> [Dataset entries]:
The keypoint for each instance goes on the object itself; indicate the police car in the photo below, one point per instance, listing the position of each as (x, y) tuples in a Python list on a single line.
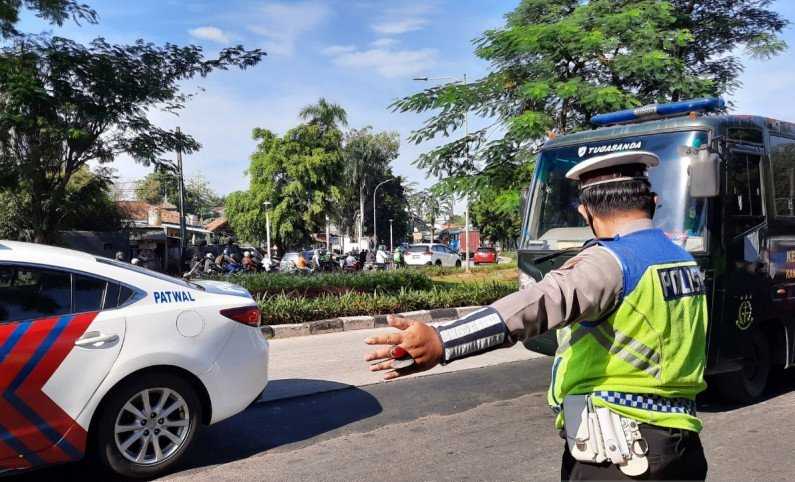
[(105, 359)]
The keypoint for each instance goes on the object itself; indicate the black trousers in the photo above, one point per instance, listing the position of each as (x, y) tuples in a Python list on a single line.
[(673, 455)]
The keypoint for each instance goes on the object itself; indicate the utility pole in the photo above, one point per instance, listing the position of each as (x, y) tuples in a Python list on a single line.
[(375, 233), (328, 236), (267, 206), (183, 229), (466, 215)]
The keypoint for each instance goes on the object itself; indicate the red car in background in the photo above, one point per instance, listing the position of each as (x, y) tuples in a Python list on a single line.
[(485, 254)]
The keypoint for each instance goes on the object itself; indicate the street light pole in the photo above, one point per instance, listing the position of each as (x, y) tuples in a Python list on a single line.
[(267, 205), (183, 231), (375, 191), (328, 236), (391, 244)]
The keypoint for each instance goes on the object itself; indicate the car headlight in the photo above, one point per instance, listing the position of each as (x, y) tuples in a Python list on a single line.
[(525, 280)]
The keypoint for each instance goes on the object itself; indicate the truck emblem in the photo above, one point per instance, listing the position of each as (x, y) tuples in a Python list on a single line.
[(745, 314), (608, 148)]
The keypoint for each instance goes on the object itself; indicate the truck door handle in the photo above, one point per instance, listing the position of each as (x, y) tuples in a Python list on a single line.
[(95, 339)]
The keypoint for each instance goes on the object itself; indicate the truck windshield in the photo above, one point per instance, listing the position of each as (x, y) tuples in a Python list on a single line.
[(552, 221)]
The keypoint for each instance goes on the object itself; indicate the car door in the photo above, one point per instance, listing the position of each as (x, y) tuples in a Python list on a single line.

> [TO DO]: The answer is the entries above, given again exactly, with no pictures among them.

> [EXERCISE RESULT]:
The keypoint for each instance goes on the object itself; indicate the police car in the photo below, one point per instance, listing the position of each as (x, y) tuples in a Python list on a single line.
[(105, 359)]
The keypoint for each instance goes on the object itself; indicate the black trousers in the photo above, one point per instance, listing the position of each as (x, y) tuples in a Python list on a single line.
[(673, 455)]
The keypoint for each instance goes on the object itself; indicate the utility pole in the photo above, one point per instance, listing the position of each as (x, y) tuples in a Python list on a single line.
[(375, 233), (328, 236), (267, 206), (183, 229), (466, 215)]
The keypoint for each instance goes on the object itself; indicate the red car in background in the photo above, one point per instance, listing the position of each as (x, y) tuples in a Python list on a single line.
[(485, 254)]
The keypoint for each instance goes on the object itself; indicate the street light pole in the photo above, one point per instance, listing the position of each as (x, y) tuples in a Python list on a single line.
[(267, 205), (183, 231), (375, 191), (328, 236), (391, 244)]
The keypoint for each instance goes on the object itself; indicate the car headlight in the photo above, one point per instance, listing the position of each as (x, y) tuples in a Python list on a single line.
[(525, 280)]
The keypoint for each instance goes on the object itself; indicate the truck emblem in the photo above, one point per instance, listing the position of each as (x, y) tuples in a Python list on a single line.
[(745, 314), (608, 148)]
The keypoint for each instance goes on the object itself; indicate the truck door handle in the photo above, one point per instance, listing the position of each as (x, y) tuples in a Python list on a single line.
[(95, 339)]
The keypoint for each instance goes on the object itself; indicate the truck windshield in the photo above, one point per instance, listing the position of each as (x, y) tuples in a Python list on a single line.
[(552, 221)]
The keypoint for each instance goes on the object itself; indicate the car door in the photo above, one point per instance, listing the position of each as (x, y) tuples in a Python list on a single line.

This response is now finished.